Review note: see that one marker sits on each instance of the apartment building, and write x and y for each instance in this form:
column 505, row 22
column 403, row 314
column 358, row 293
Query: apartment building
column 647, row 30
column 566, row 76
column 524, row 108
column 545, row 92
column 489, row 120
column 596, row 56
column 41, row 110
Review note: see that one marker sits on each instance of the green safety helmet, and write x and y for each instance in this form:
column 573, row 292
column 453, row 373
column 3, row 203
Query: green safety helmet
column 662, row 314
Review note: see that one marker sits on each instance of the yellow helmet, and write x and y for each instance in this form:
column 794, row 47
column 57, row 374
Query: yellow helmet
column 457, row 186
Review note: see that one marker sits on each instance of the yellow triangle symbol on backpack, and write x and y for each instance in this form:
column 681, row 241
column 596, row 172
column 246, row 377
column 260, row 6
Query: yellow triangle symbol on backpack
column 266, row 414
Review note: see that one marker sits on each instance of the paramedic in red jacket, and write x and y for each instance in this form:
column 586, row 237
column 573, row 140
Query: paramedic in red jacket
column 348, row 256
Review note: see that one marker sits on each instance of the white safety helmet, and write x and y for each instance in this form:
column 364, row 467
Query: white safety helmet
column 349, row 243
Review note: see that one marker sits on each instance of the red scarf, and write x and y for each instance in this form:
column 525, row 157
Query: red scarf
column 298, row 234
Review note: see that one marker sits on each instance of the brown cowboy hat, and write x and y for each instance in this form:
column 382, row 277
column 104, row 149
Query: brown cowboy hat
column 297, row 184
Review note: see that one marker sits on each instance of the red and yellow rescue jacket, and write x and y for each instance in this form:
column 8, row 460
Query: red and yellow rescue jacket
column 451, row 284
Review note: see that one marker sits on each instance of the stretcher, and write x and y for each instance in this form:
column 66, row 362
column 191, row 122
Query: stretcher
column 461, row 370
********
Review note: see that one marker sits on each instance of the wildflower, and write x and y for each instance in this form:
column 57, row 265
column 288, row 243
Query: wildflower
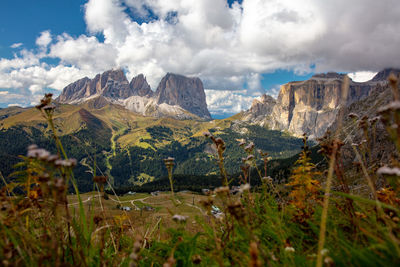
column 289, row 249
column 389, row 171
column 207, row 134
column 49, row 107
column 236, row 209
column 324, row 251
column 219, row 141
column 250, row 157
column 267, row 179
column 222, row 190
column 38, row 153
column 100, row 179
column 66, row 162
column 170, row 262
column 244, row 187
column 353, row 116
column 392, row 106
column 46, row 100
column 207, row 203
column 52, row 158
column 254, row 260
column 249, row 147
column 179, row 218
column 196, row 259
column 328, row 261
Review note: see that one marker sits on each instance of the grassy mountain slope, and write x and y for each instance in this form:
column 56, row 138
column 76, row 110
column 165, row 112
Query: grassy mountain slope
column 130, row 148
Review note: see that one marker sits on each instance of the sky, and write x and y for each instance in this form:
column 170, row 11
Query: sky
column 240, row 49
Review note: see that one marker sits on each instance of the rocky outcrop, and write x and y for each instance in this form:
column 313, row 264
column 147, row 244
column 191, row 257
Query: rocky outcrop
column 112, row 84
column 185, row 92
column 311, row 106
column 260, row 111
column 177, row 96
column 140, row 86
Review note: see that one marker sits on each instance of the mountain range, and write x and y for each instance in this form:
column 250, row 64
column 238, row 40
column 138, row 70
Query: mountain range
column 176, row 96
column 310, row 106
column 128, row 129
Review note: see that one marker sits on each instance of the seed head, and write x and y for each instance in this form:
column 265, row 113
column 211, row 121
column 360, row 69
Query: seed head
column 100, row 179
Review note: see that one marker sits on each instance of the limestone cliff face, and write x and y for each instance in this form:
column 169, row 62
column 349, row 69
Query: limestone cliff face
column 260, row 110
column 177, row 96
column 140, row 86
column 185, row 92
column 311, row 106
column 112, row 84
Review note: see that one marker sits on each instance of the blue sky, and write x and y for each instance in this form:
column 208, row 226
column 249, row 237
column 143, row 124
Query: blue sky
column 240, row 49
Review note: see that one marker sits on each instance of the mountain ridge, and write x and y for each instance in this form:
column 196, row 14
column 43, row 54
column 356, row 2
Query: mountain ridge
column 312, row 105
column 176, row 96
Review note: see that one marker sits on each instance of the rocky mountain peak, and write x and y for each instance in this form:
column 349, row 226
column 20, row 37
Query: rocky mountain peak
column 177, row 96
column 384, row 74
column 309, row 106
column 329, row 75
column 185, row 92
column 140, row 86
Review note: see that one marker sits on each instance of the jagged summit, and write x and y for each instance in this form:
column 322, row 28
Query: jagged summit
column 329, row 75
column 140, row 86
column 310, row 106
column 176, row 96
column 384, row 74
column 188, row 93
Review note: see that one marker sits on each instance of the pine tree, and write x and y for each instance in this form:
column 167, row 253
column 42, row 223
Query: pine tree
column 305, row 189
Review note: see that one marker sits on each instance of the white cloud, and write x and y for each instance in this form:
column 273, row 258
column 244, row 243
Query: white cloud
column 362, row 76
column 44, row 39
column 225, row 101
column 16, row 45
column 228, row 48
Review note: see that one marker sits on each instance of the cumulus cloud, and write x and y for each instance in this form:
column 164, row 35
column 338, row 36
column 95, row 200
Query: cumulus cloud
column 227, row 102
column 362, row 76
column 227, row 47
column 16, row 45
********
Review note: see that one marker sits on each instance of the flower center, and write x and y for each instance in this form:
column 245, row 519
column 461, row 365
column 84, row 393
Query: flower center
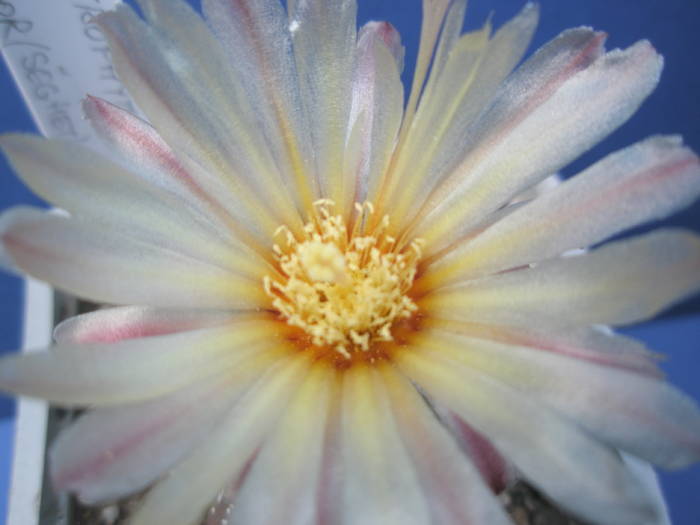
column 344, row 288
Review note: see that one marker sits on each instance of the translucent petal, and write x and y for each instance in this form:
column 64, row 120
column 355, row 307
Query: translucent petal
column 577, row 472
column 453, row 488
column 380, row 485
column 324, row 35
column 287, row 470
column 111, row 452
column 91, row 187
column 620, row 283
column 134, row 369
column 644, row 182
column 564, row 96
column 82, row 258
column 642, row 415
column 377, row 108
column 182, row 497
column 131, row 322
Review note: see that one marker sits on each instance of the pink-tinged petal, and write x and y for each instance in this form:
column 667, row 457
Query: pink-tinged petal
********
| Instruction |
Rewrite everything from the line containing "of the paramedic" down to the line containing "column 298, row 234" in the material, putting "Label" wherever "Query" appears and keeping all else unchanged.

| Full answer |
Review note: see that one marker sits on each instance of the paramedic in red jacket, and write x and y for each instance in this form:
column 586, row 237
column 573, row 140
Label: paramedic in red jacket
column 348, row 256
Review note: see that one marker sits on each instance of the white safety helmet, and write x and y for each instance in this form:
column 364, row 467
Label: white safety helmet
column 349, row 243
Review note: see that one marker sits on each instance of the red scarf, and write x and y for each instance in this form:
column 525, row 157
Label: red scarf
column 298, row 234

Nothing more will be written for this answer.